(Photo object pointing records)

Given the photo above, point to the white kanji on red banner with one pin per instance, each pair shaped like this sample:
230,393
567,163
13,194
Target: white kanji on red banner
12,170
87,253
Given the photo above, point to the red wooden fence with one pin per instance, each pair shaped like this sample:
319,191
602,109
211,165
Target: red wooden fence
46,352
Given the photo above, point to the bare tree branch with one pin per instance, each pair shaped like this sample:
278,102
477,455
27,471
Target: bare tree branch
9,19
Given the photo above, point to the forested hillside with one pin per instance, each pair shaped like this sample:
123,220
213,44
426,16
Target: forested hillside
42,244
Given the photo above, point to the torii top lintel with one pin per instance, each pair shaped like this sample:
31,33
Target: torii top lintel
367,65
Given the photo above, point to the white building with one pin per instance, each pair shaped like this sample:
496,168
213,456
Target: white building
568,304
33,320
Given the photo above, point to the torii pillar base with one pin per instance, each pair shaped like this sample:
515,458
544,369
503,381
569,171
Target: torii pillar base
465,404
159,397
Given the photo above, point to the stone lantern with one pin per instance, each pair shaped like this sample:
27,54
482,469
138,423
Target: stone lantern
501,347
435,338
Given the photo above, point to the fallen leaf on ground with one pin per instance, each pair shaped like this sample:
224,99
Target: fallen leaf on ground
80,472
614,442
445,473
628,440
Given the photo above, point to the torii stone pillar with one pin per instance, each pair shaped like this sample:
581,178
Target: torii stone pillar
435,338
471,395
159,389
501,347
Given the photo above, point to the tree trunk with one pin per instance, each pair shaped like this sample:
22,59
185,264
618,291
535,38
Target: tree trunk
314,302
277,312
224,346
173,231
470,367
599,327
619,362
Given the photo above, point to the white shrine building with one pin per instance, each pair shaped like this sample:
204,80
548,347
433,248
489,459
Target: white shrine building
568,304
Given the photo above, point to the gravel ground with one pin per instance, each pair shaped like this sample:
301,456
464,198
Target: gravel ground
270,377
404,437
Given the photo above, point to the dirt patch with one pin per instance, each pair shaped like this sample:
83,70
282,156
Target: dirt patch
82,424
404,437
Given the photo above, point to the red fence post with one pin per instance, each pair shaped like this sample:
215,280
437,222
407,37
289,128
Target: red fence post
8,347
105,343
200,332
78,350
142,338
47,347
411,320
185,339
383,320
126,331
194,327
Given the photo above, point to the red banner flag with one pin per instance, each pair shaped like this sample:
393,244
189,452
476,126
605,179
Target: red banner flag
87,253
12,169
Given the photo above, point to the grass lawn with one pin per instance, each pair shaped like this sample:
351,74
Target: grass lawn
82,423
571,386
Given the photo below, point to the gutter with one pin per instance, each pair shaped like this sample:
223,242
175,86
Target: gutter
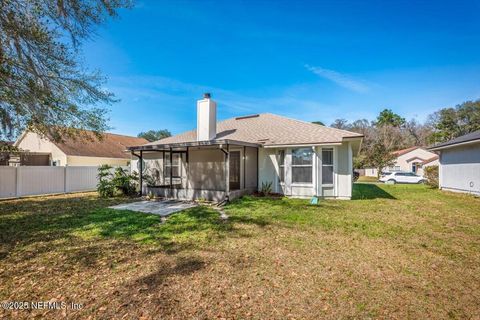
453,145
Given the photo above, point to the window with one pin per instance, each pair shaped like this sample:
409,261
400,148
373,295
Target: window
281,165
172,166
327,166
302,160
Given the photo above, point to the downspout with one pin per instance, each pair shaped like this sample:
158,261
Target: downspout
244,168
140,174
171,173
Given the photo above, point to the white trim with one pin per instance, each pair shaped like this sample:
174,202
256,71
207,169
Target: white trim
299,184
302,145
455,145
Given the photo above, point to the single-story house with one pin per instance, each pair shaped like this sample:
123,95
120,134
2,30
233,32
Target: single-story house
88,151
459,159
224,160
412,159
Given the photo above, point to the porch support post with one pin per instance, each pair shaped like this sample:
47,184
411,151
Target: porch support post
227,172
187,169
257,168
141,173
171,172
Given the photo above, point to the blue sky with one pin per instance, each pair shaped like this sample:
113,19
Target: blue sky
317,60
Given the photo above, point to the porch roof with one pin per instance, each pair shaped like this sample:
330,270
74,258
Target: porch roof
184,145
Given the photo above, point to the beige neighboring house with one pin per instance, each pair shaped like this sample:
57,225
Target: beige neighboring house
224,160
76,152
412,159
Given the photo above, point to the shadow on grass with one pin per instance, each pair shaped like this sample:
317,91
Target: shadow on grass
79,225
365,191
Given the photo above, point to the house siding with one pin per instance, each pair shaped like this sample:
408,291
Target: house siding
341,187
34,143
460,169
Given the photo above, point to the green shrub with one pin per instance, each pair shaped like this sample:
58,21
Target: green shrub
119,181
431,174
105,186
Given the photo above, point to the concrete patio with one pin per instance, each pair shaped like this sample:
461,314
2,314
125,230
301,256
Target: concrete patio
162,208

* **Task directions**: Copy out the lines starting at the one containing "Given the photo above, point to the shadow" and ending with the last line of the entries. Include nothing else.

* **Completed task**:
Given the photo above, point to the shadow on grass with one pin per instance, each pair shaped like this sample:
317,91
Target: shadow on grass
79,225
365,191
Given the photo above, point to the house siding with one pin per instance, each pair shaped like this sample:
408,291
Target: house siding
341,187
34,143
460,169
Given the photo above, point to the green shrub with one pin per instance, each pair shaped like this sample:
58,21
Target: green shrub
119,181
431,174
105,186
Given the photo above, point to the concrete patio with one pin per instance, each pair shaped like this sample:
461,314
2,314
125,230
301,256
Target: concrete patio
162,208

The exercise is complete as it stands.